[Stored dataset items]
%%

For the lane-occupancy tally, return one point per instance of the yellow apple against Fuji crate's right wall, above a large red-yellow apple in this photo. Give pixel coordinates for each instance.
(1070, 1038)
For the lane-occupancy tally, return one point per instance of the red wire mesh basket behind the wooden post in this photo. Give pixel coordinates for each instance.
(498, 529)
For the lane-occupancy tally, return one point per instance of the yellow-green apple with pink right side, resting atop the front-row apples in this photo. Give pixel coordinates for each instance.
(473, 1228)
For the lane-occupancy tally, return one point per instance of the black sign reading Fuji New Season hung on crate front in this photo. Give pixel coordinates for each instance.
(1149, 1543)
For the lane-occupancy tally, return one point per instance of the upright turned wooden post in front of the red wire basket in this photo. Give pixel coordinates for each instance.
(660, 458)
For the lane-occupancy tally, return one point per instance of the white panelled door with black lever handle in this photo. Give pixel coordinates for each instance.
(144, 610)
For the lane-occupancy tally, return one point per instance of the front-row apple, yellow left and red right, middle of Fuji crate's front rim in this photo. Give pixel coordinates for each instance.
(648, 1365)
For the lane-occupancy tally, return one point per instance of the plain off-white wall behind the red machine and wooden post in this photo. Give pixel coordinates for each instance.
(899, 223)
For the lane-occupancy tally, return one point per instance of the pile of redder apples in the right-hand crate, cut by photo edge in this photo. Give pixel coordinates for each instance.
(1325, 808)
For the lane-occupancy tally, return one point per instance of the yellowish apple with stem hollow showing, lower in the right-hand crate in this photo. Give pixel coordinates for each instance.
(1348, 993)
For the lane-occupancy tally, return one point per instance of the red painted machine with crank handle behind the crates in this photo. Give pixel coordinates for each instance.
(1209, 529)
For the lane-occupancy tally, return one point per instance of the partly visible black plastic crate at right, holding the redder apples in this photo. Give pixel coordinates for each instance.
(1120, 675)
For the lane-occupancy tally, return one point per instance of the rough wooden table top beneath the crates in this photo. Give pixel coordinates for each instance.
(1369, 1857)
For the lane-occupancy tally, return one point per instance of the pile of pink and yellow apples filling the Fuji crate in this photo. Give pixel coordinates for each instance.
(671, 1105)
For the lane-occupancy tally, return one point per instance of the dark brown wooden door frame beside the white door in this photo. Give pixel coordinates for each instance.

%%

**ACTION ITEM**. Start at the line containing "pile of pink". Repeat it and each line after it, word for word, to the end of the records.

**ANSWER SECTION**.
For the lane-occupancy tally, return one point per instance of the pile of pink and yellow apples filling the Fuji crate in this photo. Give pixel coordinates for each instance.
(671, 1105)
For the lane-occupancy tally, return one point per instance of the dark brown wooden door frame beside the white door in this photo. Give pixel coordinates for each instance.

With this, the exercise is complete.